▶ **Exercise**: Extract every line of the listing below word for word, leaving out the pictures.

(Collection entries)
= = = = = = =

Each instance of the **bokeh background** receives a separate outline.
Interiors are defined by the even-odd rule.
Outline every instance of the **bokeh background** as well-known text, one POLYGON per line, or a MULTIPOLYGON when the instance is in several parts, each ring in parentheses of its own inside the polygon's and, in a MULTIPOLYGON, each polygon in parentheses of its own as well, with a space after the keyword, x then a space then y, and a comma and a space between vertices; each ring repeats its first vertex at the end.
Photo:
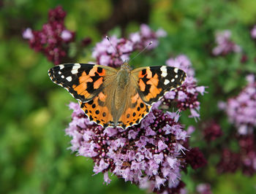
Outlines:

= = = = = = =

▶ **Full response**:
Each instance of the **bokeh background** receives a separate outline.
Interiors are defined by the even-odd rule.
Outline every instance of the **bokeh background** as well-known text, one POLYGON per line, or a MULTIPOLYGON when the instance is in several parts, each ring in parentheses of its own inside the polygon's and, in a MULTIPOLYGON, each polygon in parentheses of its own as well, with a space after the keyword, x then a space then y, and a comma and a space between vertices; each ring repeats its first vertex at the end.
Photo:
Outlines:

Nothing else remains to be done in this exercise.